• [How to complete this task]
Your answer should consist of each line below that contains the string "patterned".

(Task material Opens)

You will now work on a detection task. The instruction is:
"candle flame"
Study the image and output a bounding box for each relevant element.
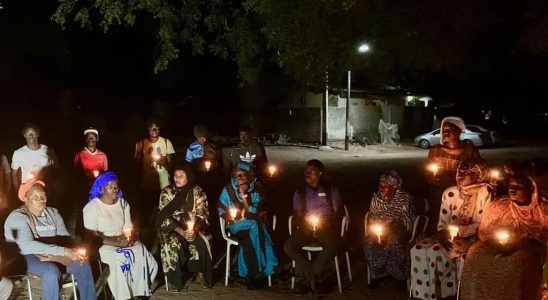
[93,170,100,178]
[427,163,439,174]
[268,165,277,176]
[204,160,211,171]
[447,225,459,241]
[309,215,320,227]
[229,208,238,219]
[371,224,384,236]
[490,169,500,180]
[152,154,161,161]
[496,230,510,245]
[186,221,195,231]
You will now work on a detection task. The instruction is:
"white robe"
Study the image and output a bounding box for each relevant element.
[84,198,158,299]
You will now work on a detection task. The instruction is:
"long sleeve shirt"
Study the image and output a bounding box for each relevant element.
[4,206,69,256]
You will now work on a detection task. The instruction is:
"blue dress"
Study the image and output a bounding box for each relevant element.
[217,178,278,277]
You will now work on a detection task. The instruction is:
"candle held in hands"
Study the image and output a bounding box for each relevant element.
[371,224,384,243]
[427,163,439,176]
[93,170,100,178]
[77,248,87,263]
[268,165,277,177]
[204,160,211,171]
[186,221,195,232]
[495,230,510,246]
[308,215,320,232]
[123,228,132,242]
[229,208,238,219]
[447,225,459,242]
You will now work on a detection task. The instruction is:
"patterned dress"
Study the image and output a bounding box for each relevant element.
[158,185,212,289]
[410,183,493,299]
[364,189,416,280]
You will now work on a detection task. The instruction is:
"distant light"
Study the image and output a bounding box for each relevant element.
[357,43,371,53]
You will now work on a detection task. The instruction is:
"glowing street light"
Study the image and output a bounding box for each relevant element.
[357,43,371,53]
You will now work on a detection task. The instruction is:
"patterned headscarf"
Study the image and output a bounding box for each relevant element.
[379,171,402,190]
[89,171,123,201]
[456,159,487,184]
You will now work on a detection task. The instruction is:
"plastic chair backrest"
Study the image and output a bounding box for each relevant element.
[409,215,429,245]
[219,217,230,240]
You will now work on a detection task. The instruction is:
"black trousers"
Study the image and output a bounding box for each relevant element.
[283,229,339,277]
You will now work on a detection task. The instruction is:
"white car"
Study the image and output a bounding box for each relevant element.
[414,125,495,149]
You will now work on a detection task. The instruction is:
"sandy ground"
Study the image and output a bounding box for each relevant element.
[6,142,548,300]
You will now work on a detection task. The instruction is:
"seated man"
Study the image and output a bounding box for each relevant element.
[3,180,96,300]
[283,159,344,294]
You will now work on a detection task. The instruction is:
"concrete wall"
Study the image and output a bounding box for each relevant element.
[272,107,322,143]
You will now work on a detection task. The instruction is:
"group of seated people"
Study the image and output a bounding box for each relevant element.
[1,157,347,299]
[2,127,547,299]
[365,158,548,300]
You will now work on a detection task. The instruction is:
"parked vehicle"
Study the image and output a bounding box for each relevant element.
[414,125,496,149]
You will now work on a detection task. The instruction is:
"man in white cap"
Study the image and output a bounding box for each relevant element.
[74,127,108,186]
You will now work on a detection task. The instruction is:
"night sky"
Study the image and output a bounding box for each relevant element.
[1,0,548,142]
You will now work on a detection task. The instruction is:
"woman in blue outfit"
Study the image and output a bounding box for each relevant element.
[217,161,278,289]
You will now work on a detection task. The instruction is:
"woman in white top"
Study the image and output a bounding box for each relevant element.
[83,172,158,299]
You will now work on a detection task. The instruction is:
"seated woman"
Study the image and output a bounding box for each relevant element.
[410,159,493,299]
[4,180,96,300]
[364,171,415,290]
[83,172,158,299]
[460,171,548,300]
[217,161,278,289]
[155,161,212,290]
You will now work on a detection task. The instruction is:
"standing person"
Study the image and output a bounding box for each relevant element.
[134,119,175,241]
[425,116,481,233]
[283,159,344,294]
[410,159,493,300]
[74,127,108,186]
[4,180,97,300]
[217,161,278,290]
[363,171,415,290]
[155,160,213,290]
[11,123,60,207]
[224,125,268,182]
[83,172,158,299]
[73,127,109,239]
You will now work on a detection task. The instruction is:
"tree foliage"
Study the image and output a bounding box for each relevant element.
[52,0,548,91]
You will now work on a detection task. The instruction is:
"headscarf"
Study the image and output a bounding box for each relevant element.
[172,160,194,186]
[509,175,548,239]
[379,171,402,191]
[479,174,548,242]
[440,116,465,138]
[236,161,252,173]
[18,180,46,201]
[456,159,488,222]
[89,171,123,201]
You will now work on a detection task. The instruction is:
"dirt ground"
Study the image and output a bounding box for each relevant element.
[6,142,548,300]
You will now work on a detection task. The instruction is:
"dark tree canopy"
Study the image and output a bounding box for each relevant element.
[52,0,548,94]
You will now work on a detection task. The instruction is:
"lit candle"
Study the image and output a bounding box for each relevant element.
[447,225,459,242]
[495,230,510,246]
[427,162,439,176]
[229,208,238,219]
[186,221,195,232]
[92,170,100,178]
[490,169,500,181]
[371,224,384,244]
[308,215,320,232]
[204,160,211,171]
[268,165,277,177]
[77,248,87,263]
[122,228,132,242]
[152,154,161,170]
[28,172,35,180]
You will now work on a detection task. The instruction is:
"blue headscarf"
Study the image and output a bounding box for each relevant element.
[89,171,123,201]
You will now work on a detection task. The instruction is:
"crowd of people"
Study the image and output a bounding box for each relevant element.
[0,116,546,300]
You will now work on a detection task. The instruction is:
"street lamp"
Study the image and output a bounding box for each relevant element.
[345,42,371,150]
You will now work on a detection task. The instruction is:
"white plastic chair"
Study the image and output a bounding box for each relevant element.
[288,215,350,294]
[25,272,78,300]
[219,215,276,287]
[363,212,429,289]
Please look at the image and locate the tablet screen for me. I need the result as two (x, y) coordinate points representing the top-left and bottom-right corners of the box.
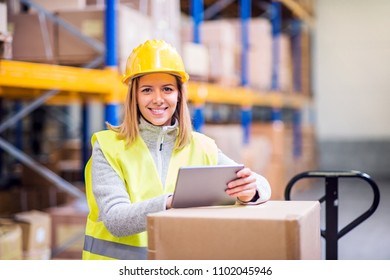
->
(171, 164), (244, 208)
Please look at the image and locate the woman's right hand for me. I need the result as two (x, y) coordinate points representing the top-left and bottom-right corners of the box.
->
(166, 195), (173, 209)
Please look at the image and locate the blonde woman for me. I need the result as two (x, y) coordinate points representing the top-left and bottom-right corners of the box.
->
(82, 40), (271, 260)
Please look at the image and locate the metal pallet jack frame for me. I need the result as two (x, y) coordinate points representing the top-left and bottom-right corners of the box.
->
(285, 170), (380, 260)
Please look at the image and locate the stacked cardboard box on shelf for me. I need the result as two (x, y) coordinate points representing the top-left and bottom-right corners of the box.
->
(0, 220), (23, 260)
(0, 188), (22, 216)
(201, 20), (240, 86)
(54, 139), (84, 183)
(20, 157), (70, 211)
(58, 0), (182, 71)
(13, 210), (52, 260)
(0, 0), (12, 61)
(181, 17), (295, 93)
(300, 26), (312, 96)
(0, 33), (12, 60)
(10, 0), (182, 72)
(56, 6), (105, 65)
(27, 0), (87, 12)
(56, 5), (154, 69)
(228, 18), (273, 91)
(277, 34), (294, 92)
(203, 124), (244, 164)
(181, 42), (209, 81)
(10, 1), (88, 63)
(46, 202), (88, 260)
(13, 138), (86, 213)
(181, 19), (240, 86)
(204, 122), (290, 200)
(204, 121), (318, 200)
(243, 122), (294, 200)
(0, 207), (85, 260)
(289, 123), (319, 191)
(116, 4), (153, 73)
(0, 2), (7, 34)
(12, 13), (57, 63)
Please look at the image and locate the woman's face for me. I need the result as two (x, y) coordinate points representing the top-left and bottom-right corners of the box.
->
(137, 73), (179, 126)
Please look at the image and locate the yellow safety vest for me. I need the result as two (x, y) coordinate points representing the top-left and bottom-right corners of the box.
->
(82, 129), (218, 260)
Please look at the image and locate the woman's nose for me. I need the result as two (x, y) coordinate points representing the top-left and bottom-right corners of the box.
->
(152, 91), (163, 104)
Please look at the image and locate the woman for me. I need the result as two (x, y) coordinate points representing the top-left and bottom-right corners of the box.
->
(82, 40), (271, 260)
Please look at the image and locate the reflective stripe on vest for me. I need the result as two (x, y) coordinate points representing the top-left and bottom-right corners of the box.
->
(83, 235), (147, 260)
(83, 130), (218, 260)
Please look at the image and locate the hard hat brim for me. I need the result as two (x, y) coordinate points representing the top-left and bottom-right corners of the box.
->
(122, 70), (189, 85)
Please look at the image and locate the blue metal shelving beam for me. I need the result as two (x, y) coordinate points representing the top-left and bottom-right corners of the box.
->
(292, 109), (302, 158)
(105, 0), (118, 68)
(192, 0), (204, 44)
(291, 20), (303, 159)
(191, 0), (205, 132)
(240, 0), (250, 87)
(271, 107), (282, 122)
(269, 2), (283, 125)
(291, 19), (302, 93)
(82, 103), (90, 181)
(104, 0), (120, 127)
(271, 1), (281, 91)
(240, 0), (252, 145)
(104, 104), (120, 127)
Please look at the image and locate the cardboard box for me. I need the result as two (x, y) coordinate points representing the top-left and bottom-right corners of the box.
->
(21, 158), (59, 188)
(12, 13), (56, 63)
(251, 122), (293, 159)
(14, 210), (52, 259)
(203, 124), (243, 163)
(56, 7), (103, 64)
(29, 0), (86, 12)
(57, 5), (153, 67)
(0, 189), (22, 215)
(0, 220), (23, 260)
(181, 20), (240, 85)
(46, 203), (88, 259)
(147, 201), (321, 260)
(117, 4), (153, 73)
(0, 2), (7, 34)
(248, 47), (272, 91)
(182, 42), (209, 79)
(0, 33), (13, 60)
(277, 34), (293, 92)
(226, 18), (273, 90)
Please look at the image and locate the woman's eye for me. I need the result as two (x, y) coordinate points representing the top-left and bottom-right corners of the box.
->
(141, 88), (152, 93)
(163, 87), (173, 92)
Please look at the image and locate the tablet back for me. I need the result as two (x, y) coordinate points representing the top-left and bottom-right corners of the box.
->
(171, 165), (244, 208)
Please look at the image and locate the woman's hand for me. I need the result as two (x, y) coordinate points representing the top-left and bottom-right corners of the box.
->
(166, 195), (173, 209)
(225, 167), (257, 202)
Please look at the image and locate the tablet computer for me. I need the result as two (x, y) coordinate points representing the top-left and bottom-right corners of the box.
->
(171, 164), (245, 208)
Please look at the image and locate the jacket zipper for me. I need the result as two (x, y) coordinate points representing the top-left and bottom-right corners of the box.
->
(156, 127), (167, 181)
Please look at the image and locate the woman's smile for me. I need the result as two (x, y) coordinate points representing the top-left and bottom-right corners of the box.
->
(137, 73), (179, 126)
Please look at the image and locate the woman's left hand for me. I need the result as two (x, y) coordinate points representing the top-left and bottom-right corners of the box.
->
(225, 167), (257, 202)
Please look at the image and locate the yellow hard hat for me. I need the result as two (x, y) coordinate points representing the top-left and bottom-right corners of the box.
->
(122, 40), (189, 84)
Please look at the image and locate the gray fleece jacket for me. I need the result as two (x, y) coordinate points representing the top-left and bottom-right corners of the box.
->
(91, 118), (271, 237)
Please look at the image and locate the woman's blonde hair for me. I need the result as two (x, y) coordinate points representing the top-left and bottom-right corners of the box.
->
(106, 75), (193, 150)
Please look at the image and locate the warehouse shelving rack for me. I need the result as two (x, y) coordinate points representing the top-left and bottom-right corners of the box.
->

(Task material Closes)

• [Answer area]
"patterned dress"
"patterned headscarf"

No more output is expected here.